What you have to do
Among the lines of data below, reproduce only those from the one with "Target: wooden carrying barrow" through the one with "Target: green painted wood", exactly as they stand, both ends included.

Source records
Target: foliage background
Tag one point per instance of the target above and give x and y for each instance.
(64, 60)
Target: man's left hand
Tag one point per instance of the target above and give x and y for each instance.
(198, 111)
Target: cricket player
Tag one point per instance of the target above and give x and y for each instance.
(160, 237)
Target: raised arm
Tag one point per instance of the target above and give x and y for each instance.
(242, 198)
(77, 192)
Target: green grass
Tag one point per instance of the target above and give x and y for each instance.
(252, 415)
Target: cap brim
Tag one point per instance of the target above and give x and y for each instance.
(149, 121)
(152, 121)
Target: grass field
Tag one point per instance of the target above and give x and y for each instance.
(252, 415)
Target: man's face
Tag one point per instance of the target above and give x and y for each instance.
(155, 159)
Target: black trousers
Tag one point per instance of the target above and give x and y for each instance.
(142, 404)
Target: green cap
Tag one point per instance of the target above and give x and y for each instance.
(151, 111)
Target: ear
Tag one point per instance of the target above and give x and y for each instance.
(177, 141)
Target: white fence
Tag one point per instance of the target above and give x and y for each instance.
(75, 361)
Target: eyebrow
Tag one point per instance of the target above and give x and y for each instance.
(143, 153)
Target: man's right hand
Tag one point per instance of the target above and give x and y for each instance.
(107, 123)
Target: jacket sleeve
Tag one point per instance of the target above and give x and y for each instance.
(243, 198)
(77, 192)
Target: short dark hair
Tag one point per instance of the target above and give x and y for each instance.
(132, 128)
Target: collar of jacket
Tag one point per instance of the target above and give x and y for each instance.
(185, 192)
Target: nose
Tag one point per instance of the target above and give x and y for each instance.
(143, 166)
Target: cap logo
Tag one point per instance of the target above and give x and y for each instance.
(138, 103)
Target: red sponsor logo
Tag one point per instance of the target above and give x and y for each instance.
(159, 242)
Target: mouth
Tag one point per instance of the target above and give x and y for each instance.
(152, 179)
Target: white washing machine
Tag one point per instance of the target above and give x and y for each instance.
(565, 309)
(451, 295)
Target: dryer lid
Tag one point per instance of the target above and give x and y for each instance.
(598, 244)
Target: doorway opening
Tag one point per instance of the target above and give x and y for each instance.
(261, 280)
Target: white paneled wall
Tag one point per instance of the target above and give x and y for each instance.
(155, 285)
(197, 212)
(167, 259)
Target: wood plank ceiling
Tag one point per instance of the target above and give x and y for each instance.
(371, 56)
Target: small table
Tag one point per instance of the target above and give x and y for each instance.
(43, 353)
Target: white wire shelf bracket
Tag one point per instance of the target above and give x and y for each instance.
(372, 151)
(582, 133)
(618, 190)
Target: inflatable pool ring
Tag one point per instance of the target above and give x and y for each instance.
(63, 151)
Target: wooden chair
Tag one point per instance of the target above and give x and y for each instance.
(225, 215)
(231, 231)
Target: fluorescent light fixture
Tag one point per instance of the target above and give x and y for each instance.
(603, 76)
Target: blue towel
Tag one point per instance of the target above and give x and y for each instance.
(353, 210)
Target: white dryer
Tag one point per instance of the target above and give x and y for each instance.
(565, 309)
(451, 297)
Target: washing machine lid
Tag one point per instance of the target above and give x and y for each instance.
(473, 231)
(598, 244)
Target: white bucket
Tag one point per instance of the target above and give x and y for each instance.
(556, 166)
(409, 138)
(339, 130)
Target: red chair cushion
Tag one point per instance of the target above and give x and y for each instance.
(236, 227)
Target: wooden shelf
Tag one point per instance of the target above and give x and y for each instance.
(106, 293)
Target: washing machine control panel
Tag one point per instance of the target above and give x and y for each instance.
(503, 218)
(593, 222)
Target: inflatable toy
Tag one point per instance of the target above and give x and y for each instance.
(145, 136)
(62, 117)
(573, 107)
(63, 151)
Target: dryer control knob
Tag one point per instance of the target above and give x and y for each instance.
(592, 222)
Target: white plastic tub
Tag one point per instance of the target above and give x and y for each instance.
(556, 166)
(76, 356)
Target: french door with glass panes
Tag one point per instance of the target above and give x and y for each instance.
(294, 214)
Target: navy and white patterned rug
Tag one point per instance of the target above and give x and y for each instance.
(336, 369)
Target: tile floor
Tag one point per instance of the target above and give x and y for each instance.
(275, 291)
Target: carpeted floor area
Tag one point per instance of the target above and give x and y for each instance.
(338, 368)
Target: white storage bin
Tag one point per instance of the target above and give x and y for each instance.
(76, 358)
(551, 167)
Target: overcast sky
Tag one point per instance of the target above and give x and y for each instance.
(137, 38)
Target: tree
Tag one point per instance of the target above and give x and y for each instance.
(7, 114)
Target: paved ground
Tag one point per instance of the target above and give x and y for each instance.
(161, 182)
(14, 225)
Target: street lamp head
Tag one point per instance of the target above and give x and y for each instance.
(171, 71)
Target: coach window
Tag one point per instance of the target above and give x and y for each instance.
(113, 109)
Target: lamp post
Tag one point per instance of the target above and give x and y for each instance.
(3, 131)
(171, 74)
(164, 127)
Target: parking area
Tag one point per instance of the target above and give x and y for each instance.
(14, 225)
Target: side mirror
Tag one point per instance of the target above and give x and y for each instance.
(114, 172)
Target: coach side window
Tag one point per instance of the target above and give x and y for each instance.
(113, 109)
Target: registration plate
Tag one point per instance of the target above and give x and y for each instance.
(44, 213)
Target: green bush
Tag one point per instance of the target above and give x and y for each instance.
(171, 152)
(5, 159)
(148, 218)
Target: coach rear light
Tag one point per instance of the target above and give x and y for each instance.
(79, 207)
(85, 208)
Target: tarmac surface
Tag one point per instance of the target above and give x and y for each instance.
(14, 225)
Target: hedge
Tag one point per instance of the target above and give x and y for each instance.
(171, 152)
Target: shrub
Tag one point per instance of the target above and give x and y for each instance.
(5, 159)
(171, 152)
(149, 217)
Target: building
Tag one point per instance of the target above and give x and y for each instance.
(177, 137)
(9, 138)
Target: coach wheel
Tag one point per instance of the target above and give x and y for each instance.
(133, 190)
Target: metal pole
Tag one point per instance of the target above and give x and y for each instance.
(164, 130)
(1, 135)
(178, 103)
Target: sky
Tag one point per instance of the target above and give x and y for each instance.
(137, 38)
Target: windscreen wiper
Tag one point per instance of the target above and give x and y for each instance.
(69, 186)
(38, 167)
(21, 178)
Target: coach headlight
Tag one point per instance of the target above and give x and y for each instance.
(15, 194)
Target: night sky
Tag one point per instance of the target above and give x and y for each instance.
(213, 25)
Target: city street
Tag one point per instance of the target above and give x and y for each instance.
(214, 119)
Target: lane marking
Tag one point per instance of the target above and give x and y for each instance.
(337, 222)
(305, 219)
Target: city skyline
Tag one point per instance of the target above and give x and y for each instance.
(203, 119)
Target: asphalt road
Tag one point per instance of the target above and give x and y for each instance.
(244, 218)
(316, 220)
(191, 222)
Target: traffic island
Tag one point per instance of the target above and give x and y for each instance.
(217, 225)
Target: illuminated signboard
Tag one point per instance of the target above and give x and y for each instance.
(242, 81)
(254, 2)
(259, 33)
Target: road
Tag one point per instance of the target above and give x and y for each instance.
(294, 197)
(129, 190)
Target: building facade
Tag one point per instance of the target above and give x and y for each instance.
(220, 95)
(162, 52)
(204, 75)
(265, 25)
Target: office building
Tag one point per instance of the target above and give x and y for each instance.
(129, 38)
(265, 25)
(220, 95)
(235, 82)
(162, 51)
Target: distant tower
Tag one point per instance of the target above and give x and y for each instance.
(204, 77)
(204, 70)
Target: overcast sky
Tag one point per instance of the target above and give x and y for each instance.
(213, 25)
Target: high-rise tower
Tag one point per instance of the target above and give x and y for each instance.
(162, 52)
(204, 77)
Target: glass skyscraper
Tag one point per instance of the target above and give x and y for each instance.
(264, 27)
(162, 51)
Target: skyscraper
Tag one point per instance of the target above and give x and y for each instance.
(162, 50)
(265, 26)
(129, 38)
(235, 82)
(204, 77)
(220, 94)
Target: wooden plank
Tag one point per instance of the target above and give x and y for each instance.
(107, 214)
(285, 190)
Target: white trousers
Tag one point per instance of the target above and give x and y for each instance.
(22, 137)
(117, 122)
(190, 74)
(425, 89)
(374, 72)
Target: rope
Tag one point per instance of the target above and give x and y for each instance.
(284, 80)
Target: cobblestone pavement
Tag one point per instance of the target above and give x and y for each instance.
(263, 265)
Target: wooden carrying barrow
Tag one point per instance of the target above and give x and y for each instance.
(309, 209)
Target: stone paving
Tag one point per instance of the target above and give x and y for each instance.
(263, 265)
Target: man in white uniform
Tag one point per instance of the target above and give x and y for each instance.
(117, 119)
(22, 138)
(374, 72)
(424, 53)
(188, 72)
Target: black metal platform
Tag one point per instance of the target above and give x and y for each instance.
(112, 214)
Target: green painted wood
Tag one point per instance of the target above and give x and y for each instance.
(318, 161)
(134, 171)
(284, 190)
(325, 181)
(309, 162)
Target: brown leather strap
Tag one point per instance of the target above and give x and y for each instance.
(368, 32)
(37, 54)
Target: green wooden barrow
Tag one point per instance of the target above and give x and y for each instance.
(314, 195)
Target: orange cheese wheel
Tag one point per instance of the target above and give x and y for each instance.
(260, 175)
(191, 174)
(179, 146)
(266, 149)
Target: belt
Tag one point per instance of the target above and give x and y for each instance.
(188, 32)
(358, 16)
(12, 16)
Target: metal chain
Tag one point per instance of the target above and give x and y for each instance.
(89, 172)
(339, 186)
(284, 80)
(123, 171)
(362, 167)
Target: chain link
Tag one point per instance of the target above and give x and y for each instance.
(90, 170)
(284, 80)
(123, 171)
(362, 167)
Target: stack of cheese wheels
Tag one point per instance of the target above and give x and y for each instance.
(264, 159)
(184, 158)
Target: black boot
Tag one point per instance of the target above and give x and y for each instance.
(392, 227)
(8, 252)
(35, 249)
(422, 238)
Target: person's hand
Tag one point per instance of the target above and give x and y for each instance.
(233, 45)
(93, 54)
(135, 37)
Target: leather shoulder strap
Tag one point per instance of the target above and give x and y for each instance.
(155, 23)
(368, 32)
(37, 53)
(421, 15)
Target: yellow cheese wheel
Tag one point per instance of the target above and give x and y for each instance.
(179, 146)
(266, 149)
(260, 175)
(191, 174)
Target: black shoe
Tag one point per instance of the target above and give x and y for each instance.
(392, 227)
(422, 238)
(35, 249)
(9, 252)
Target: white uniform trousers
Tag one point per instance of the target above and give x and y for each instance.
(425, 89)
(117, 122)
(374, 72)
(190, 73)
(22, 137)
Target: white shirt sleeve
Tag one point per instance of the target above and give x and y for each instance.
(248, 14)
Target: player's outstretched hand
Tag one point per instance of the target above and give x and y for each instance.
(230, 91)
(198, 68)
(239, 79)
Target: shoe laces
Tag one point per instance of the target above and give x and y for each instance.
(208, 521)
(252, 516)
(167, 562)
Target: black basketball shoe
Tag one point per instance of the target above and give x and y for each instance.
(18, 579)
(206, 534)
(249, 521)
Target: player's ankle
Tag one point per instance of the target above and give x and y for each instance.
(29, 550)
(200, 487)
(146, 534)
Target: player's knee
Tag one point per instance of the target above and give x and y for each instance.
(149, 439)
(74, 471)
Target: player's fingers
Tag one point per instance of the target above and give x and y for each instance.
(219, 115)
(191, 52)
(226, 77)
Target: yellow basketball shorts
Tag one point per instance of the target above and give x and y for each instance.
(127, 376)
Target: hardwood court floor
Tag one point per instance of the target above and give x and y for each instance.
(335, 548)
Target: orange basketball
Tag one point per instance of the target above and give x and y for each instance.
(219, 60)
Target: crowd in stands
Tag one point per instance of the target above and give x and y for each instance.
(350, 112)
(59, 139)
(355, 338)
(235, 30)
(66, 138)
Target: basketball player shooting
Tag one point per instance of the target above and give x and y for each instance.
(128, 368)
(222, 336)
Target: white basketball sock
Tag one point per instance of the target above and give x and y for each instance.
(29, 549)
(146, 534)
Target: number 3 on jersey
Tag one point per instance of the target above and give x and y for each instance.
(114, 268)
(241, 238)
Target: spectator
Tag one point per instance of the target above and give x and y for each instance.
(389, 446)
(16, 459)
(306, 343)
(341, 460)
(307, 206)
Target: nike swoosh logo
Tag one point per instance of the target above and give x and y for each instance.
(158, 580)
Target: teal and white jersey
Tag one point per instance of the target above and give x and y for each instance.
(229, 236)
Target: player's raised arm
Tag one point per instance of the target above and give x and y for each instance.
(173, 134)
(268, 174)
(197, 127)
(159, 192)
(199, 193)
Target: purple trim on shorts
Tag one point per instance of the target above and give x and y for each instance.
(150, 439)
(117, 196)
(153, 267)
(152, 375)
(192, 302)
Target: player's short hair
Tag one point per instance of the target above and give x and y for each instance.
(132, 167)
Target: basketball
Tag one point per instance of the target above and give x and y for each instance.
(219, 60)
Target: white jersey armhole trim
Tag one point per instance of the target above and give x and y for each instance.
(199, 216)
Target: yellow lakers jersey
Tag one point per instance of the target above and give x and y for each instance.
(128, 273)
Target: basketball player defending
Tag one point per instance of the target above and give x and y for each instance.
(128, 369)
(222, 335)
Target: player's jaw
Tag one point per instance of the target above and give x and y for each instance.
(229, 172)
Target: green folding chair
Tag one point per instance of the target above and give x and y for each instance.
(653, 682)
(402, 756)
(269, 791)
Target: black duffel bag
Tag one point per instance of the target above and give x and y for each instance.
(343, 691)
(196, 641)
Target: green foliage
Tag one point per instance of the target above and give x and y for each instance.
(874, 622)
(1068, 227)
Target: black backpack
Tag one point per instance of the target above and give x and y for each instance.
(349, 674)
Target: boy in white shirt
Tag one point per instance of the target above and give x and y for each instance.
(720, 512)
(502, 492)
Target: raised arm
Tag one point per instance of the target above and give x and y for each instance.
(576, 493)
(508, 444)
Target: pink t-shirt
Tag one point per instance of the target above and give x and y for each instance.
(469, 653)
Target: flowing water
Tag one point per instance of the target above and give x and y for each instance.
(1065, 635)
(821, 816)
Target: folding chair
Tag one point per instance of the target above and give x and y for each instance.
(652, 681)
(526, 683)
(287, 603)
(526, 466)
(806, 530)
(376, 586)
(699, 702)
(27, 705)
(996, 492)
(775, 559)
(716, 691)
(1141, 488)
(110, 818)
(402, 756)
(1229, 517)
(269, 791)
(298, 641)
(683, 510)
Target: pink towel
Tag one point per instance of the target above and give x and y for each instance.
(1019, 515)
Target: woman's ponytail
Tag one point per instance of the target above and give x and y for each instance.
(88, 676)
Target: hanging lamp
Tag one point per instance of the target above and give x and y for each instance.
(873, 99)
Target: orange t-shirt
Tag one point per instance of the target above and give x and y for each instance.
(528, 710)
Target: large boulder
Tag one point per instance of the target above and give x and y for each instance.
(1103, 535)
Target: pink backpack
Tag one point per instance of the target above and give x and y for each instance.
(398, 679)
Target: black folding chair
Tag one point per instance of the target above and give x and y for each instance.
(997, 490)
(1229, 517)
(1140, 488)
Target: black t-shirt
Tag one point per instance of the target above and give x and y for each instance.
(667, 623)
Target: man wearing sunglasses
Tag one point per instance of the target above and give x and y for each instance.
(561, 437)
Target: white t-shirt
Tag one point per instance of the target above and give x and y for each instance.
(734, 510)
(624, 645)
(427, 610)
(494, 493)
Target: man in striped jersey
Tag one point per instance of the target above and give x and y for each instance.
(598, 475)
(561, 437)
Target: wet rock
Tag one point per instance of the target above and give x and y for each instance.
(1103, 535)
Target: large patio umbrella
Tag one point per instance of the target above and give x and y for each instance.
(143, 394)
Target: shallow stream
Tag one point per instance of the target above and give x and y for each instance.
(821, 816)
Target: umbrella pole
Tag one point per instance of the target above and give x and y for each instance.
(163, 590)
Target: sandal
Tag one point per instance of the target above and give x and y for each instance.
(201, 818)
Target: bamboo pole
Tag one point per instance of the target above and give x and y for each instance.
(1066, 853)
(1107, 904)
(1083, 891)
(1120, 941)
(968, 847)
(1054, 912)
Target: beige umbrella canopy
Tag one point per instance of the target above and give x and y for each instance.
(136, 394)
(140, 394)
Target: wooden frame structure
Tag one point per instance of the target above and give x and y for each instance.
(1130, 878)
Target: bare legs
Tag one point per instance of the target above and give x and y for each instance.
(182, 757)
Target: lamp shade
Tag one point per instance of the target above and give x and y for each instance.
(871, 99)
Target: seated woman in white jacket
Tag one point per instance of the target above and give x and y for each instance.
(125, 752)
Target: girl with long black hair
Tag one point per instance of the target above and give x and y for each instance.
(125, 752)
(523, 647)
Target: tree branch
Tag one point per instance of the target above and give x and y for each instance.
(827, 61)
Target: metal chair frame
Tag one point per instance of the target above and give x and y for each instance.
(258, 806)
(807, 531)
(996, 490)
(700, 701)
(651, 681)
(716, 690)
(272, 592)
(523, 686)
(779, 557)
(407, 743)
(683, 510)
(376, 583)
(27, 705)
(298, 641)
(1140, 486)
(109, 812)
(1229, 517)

Written answer
Target: wooden carrying barrow
Tag one point per instance of the target above and give x and y for each instance.
(309, 209)
Target: stone paving
Tag one point per instance of the target above and give x and y for each instance.
(263, 265)
Target: man in white uniform
Tag one point per instance of the target above and give x and y for each instance.
(117, 119)
(22, 138)
(374, 72)
(424, 53)
(188, 72)
Target: black metal platform
Tag one point per instance of the target above and give x and y for each instance.
(112, 214)
Target: green painted wood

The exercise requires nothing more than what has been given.